*SUPPLIED ENTRIES*.
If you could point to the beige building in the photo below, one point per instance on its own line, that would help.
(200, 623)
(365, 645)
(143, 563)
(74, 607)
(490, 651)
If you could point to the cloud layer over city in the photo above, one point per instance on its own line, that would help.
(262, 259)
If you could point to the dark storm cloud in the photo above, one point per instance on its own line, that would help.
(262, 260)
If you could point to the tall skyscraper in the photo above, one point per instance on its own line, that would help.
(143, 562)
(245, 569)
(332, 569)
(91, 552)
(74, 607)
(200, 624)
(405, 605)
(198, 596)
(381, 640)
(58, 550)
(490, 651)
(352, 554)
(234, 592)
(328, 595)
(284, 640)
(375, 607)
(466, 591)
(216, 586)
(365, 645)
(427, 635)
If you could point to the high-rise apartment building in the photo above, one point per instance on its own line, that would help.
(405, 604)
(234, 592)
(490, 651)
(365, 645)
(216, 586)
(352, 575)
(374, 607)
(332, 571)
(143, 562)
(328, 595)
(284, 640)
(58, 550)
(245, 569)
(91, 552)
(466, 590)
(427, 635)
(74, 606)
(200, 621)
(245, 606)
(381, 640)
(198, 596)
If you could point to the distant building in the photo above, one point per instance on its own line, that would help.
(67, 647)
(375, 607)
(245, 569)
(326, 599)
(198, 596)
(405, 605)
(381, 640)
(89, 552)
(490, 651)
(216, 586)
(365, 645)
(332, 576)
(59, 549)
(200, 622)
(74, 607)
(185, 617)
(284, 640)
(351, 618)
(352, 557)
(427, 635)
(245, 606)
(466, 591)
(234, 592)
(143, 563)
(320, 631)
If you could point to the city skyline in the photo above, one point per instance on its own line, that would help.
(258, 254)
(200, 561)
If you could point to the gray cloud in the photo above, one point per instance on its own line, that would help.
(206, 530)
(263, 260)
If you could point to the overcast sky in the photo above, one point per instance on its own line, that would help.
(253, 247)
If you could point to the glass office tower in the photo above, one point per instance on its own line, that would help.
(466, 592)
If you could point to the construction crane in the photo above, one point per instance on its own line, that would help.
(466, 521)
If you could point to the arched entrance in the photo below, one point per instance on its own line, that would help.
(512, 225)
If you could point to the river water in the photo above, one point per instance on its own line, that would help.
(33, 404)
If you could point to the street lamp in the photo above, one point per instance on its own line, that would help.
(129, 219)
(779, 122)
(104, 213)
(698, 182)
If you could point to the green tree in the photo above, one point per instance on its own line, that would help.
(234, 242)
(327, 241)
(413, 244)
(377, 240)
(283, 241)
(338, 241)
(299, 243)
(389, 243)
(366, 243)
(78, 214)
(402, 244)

*WHAT TO PRODUCE*. Please edit the items from the line with "If you could point to the arched" through the end of the items, replacing "street lamp" with "lamp post" and leaving everything else unchanged. Return only those lines.

*WRITTEN ANSWER*.
If you could point to the arched entrance in the photo below, one point per instance on its own line, that would help.
(512, 225)
If you could point to the river water in the photo above, one point per instance on its own line, that would help.
(33, 404)
If you could point to the lamp post in the photo above, one point per instance on its own line, that would help.
(129, 219)
(779, 122)
(104, 213)
(698, 182)
If you could point to the green tree in the photo above, one point per instance on its own line, that would help.
(234, 242)
(327, 241)
(413, 244)
(377, 240)
(283, 241)
(338, 241)
(299, 243)
(389, 243)
(366, 243)
(78, 214)
(402, 244)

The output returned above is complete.